* **To-do list**:
1: Name every capitalized abbreviation that appears in the passage about molecular cluster models below.
2: Repeat the passage about molecular cluster models word for word, from "To achieve a" to "in these crystals.".
3: Write what comes next in the passage about molecular cluster models, beginning after its last sentence.

* **Passage**:
To achieve a reasonable resolution, we adopted an iterative method to optimize a molecular cluster consisting of the central unit and its surroundings. A similar methodology was reported by Koibuchi et al. [33, 34]. This method provides a satisfactory approximation of the molecular environment within a specific crystal structure, effectively balancing precision and computational cost. Following the validation of the model’s reliability against experimental data, it will facilitate the computation of potential energy surface (PES) curves associated with the cis-trans isomerization of SA molecules in their crystalline forms. This enhances our comprehension of the correlation between crystal structure and chromic properties. In this investigation, we developed cluster models for SA4B and SA4C crystals, aiming to elucidate the structure–function relationship inherent in these crystals.

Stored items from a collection
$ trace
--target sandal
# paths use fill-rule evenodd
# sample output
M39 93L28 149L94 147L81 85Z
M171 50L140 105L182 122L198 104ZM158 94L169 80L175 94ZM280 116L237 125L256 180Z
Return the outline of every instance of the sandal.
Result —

* **The responses**:
1: PES, SA, SA4B, SA4C

2:
To achieve a reasonable resolution, we adopted an iterative method to optimize a molecular cluster consisting of the central unit and its surroundings. A similar methodology was reported by Koibuchi et al. [33, 34]. This method provides a satisfactory approximation of the molecular environment within a specific crystal structure, effectively balancing precision and computational cost. Following the validation of the model’s reliability against experimental data, it will facilitate the computation of potential energy surface (PES) curves associated with the cis-trans isomerization of SA molecules in their crystalline forms. This enhances our comprehension of the correlation between crystal structure and chromic properties. In this investigation, we developed cluster models for SA4B and SA4C crystals, aiming to elucidate the structure–function relationship inherent in these crystals.

3:
Computational details

Optimization of clusters

The initial structures of the α-SA4B and β-SA4C crystals were modeled based on single-crystal X-ray data from the CCDC (refcode 2193163 and 231864, respectively). While the α-form of the SA4C crystal is known, its kinetic instability inhibits the elucidation of the crystal structure. Hence, we approximated its cell constant using the crystal structures of a series of SA4[CxBy] solid solutions (vide infra). To maintain the original conformation in the crystal, we selected 15 molecules to form a cluster model comprising one central molecule and 14 peripheral molecules to fully cover the solvent-accessible surface of the central molecule. The solvent-accessible surface was defined as a sphere with a radius of 1.2 Å that touches the van der Waals volume of a molecule and was visualized using Jmol software [35]. This cluster, denoted as 0@0, signifies that the central molecule, after zero optimization cycles, is surrounded by molecules with the same geometry. The cluster structure was refined using the Gaussian16 software package [36]. The density functional and the basis sets employed were designated in each of the following procedures. We considered the empirical function of dispersion force by including Grimme’s D3BJ correction [37].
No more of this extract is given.